▸ Exercise brief:
The required output is the line with "of the black" and each line that follows it to the end of the entries below, copied exactly and with nothing added.

▸ Source data:
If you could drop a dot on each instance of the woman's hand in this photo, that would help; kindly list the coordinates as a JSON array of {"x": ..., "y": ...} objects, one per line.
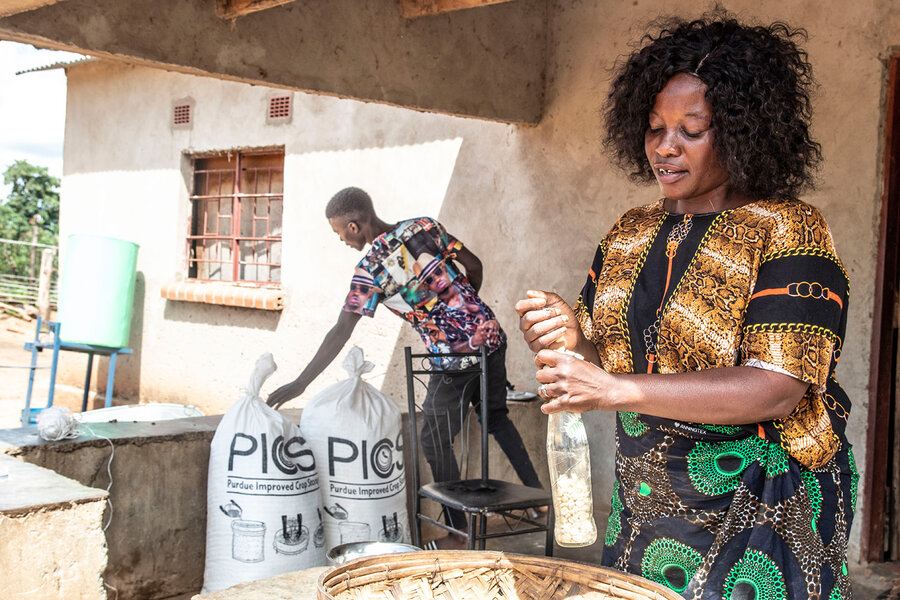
[
  {"x": 571, "y": 384},
  {"x": 547, "y": 322}
]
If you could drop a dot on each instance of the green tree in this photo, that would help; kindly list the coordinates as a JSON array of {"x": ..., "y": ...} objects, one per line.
[{"x": 33, "y": 200}]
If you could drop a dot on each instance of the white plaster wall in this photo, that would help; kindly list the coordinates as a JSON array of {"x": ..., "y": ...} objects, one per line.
[{"x": 531, "y": 201}]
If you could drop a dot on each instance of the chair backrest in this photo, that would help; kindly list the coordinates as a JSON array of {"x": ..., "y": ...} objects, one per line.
[{"x": 421, "y": 364}]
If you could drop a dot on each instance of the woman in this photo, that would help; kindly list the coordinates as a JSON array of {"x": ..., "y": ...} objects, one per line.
[{"x": 712, "y": 322}]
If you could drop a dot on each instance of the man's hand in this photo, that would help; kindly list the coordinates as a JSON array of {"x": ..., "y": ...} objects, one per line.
[{"x": 285, "y": 393}]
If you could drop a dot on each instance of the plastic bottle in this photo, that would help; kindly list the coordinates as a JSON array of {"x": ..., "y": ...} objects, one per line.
[{"x": 569, "y": 458}]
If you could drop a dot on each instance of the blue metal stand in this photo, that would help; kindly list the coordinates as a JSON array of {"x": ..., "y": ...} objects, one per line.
[{"x": 46, "y": 337}]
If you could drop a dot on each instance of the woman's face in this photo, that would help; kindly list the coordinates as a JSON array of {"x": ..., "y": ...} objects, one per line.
[{"x": 678, "y": 143}]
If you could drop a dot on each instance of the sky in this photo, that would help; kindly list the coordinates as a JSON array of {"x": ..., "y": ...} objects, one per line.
[{"x": 32, "y": 108}]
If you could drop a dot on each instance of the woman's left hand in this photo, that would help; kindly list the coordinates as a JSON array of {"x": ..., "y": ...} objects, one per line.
[{"x": 571, "y": 384}]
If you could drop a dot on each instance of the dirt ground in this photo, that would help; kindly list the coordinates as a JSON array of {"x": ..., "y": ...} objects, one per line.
[{"x": 14, "y": 362}]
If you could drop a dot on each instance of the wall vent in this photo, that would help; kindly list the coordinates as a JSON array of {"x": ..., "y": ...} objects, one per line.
[
  {"x": 279, "y": 108},
  {"x": 181, "y": 114}
]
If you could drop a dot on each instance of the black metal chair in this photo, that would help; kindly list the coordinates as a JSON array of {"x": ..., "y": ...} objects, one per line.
[{"x": 477, "y": 498}]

▸ Answer for the task:
If you could drop a dot on each instance of the black metal chair in this photo, that would help; kindly list the coordinates as a JSON array of {"x": ..., "y": ...} objects, one per line.
[{"x": 477, "y": 498}]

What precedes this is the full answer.